**About this exercise:** Excluding every picture, print exactly the lines from the one containing "Each instance of the groomed" through the end of the material below, both ends included.
━━━━━━━━━━━━━━━━
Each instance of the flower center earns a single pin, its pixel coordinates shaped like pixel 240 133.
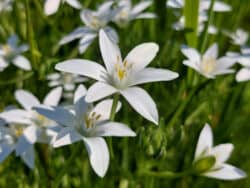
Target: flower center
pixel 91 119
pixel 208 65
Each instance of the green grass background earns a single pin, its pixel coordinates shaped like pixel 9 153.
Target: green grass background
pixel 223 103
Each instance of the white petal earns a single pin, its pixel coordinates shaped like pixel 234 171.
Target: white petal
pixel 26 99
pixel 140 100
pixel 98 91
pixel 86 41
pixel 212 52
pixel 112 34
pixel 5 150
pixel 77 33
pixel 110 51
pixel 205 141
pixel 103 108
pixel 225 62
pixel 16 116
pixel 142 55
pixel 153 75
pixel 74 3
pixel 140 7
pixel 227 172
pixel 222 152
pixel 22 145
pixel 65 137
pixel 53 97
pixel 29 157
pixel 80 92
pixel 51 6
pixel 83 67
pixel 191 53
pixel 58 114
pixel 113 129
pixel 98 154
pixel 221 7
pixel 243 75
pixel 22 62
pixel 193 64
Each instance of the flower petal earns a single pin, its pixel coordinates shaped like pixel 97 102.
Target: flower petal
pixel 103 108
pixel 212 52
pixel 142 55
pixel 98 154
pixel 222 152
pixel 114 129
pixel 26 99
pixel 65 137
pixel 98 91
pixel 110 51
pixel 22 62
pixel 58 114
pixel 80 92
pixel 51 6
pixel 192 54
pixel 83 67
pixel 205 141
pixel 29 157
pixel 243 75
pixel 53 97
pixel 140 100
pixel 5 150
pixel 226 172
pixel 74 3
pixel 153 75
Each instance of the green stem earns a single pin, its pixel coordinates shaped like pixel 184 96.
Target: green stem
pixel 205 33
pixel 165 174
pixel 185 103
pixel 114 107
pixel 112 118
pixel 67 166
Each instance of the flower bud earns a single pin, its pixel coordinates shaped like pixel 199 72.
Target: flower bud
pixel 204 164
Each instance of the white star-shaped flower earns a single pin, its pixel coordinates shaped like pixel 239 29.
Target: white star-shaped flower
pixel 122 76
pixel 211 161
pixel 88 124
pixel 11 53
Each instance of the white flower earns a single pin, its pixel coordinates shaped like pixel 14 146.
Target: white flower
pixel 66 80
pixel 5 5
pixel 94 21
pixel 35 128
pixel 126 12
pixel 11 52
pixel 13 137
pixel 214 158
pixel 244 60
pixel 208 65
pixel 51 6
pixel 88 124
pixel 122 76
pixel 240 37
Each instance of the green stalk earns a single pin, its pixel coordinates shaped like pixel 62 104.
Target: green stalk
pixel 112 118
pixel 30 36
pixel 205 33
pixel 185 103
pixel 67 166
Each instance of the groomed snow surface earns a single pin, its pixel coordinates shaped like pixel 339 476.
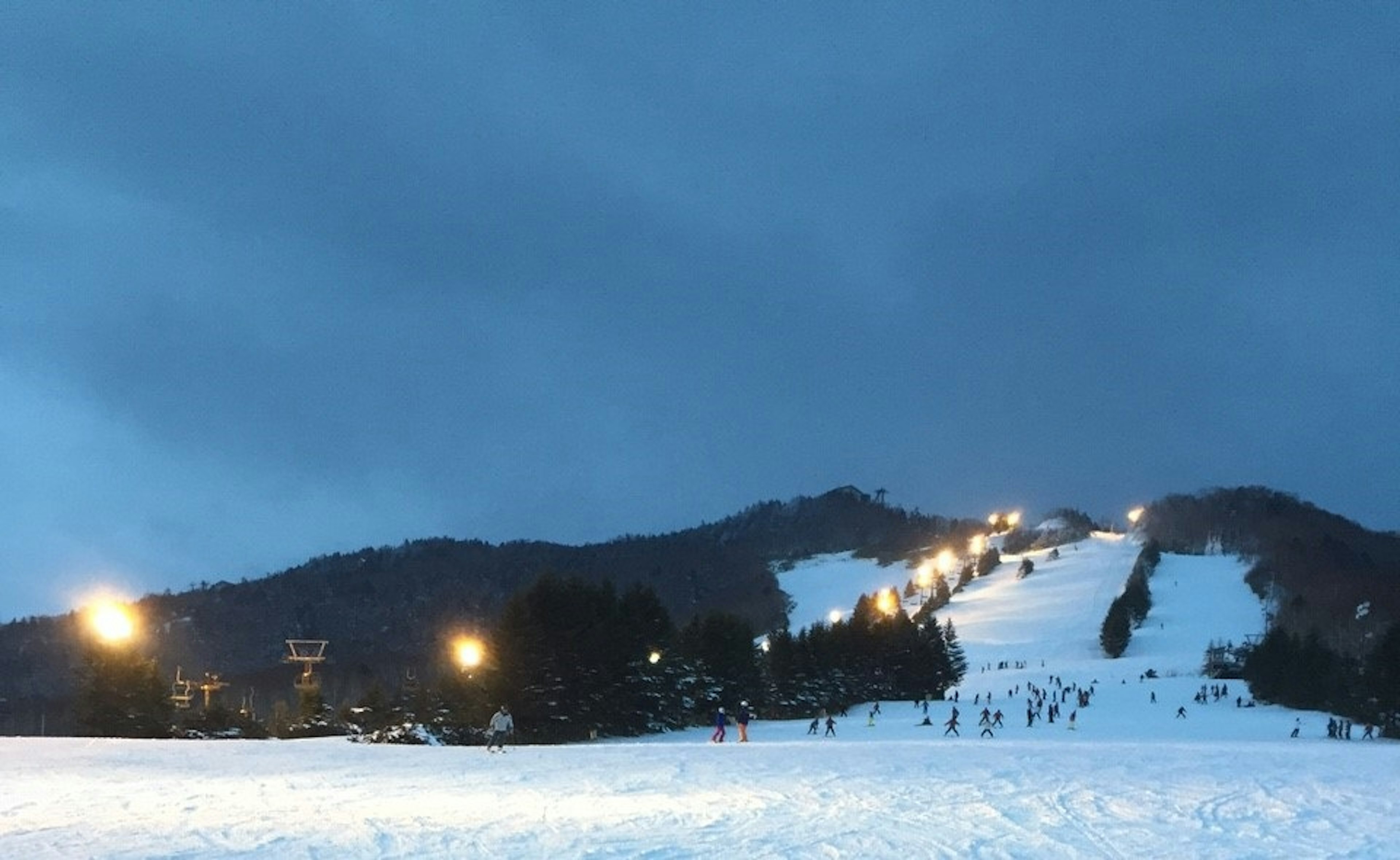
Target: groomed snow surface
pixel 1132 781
━━━━━━━━━━━━━━━━
**Result of the exercise:**
Each instance of the groomed snow surface earns a single pin, its pixel coordinates shaped like pixel 339 476.
Target: groomed snow surface
pixel 1132 781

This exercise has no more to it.